(Text excerpt):

%%

Assuming that Taxpayer could make the election under section 1.475(c)-1(b)(4)(i) of the regulations, how would Taxpayer's customer notes, transferred to the Company, be valued by Taxpayer?

[82] A taxpayer that is subject to section 475 of the Code (whether by election or otherwise) is required to apply the mark-to- market accounting method of section 475(a) to any "security" held by the taxpayer other than one described in section 475(b)(1) that is timely identified as provided by section 475(b)(2) or that is deemed identified as described in Holding 15 of Revenue Ruling 97-39. A security is defined to include stock, partnership or beneficial interests in widely held or publicly traded partnerships or trusts, notes, bonds, debentures, or other evidence of indebtedness, swaps, an interest in or any derivative financial instrument in any of the above-described securities, and a position which is a hedge with respect to an instrument described above. Section 475(c)(2).

[83] Because the customer notes received by Taxpayer are "customer paper" as defined by section 1.475(c)-1(b)(2) of the regulations, they are securities for the purposes of section 475 of the Code. Therefore, customer notes held by Taxpayer, other than those identified or deemed identified as described in section 475(b)(1), would be marked to market by Taxpayer in accordance with section 475(a). Of course, customer notes not held by Taxpayer because of a sale to a third party would not be marked to market by Taxpayer. The customer notes sold to Company, therefore, could not be marked to market by Taxpayer after their sale.

[84] When Taxpayer transfers a customer note to Company, it receives a right to distribution payments. Such rights could be marked to market by Taxpayer if they constituted a "security" for the purposes of section 475 of the Code. However, the right to distribution payments does not fit within any of the definitions of a security under section 475(c)(2). Therefore, the right to distribution payments can not be marked to market by Taxpayer.

[85] A copy of this technical advice memorandum is to be given to Taxpayer. Section 6110(k)(3) of the Code provides that it may not be used or cited as precedent.

FOOTNOTES

/1/ An example may help illustrate why Company's rate of return on its investment (the advance payments) depended solely on the performance of the customer notes. Assume Taxpayer transferred to Company a customer note with a face amount of $3,600, a term of 22 months, an interest rate of 21.82 percent per annum, and monthly payments of approximately $200. Also assume that Company had no collection costs, Taxpayer transferred only the one customer note and that Company did not receive interest on the advance payment. Company would be entitled to receive its fee of 20 percent of each payment (approximately $40). Company would also be entitled to the remaining $160 of any payment ($200 - $40 fee) until it recovered the advance payment of $1,800. Thus, Company would be entitled to eleven payments of $200, one payment of $80, and ten payments of $40. Taxpayer would be entitled to receive, starting in month twelve, one payment of $120 and ten payments of $160.

%%

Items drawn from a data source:
%%

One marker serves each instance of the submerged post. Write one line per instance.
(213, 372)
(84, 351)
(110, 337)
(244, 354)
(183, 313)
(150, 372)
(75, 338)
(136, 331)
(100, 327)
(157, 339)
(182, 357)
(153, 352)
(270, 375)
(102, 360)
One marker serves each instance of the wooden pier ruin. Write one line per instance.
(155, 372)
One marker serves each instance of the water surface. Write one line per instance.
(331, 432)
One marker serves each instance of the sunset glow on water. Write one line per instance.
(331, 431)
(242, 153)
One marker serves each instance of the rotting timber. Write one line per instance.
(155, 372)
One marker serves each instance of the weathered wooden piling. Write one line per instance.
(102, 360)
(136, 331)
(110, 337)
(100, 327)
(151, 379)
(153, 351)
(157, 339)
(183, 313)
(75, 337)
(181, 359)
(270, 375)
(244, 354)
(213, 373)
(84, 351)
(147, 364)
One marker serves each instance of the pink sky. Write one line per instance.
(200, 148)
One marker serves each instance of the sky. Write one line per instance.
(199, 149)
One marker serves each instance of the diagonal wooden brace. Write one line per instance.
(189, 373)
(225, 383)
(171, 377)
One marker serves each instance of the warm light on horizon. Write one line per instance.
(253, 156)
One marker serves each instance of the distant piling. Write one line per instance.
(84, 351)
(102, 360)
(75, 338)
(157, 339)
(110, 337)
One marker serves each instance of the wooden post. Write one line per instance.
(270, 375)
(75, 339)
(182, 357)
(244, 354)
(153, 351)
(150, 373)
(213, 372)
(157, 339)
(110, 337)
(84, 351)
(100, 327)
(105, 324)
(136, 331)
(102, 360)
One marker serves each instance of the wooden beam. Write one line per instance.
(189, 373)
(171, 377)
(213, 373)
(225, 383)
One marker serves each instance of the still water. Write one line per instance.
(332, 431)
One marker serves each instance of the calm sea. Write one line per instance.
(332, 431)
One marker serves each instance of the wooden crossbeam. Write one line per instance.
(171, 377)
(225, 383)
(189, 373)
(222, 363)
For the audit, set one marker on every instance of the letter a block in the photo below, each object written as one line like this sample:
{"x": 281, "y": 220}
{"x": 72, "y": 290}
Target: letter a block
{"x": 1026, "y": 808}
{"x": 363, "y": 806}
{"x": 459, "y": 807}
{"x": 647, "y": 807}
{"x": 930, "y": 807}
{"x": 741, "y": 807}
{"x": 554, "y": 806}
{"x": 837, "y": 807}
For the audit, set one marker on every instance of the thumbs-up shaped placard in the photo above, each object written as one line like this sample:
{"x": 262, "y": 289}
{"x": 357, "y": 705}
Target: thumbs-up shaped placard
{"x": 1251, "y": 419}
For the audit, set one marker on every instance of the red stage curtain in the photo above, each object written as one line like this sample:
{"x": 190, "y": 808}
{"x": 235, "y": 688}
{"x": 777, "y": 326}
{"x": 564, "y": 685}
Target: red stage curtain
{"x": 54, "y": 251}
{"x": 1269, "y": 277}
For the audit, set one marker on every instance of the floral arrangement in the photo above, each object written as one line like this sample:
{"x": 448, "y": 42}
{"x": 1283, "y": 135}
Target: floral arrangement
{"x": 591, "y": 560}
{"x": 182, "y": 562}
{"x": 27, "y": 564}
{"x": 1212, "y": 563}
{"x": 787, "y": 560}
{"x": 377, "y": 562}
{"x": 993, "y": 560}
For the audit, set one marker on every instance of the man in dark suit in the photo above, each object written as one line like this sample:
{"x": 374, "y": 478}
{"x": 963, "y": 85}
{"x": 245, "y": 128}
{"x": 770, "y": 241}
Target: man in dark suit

%%

(Directives):
**1)** Duplicate the memorandum excerpt between "[83] Because the" and "after their sale.", inclusive.
**2)** According to the memorandum excerpt, why can Taxpayer not mark the right to distribution payments to market?

(Complete answers):
**1)**
[83] Because the customer notes received by Taxpayer are "customer paper" as defined by section 1.475(c)-1(b)(2) of the regulations, they are securities for the purposes of section 475 of the Code. Therefore, customer notes held by Taxpayer, other than those identified or deemed identified as described in section 475(b)(1), would be marked to market by Taxpayer in accordance with section 475(a). Of course, customer notes not held by Taxpayer because of a sale to a third party would not be marked to market by Taxpayer. The customer notes sold to Company, therefore, could not be marked to market by Taxpayer after their sale.

**2)** The right to distribution payments does not fit within any of the definitions of a security under section 475(c)(2).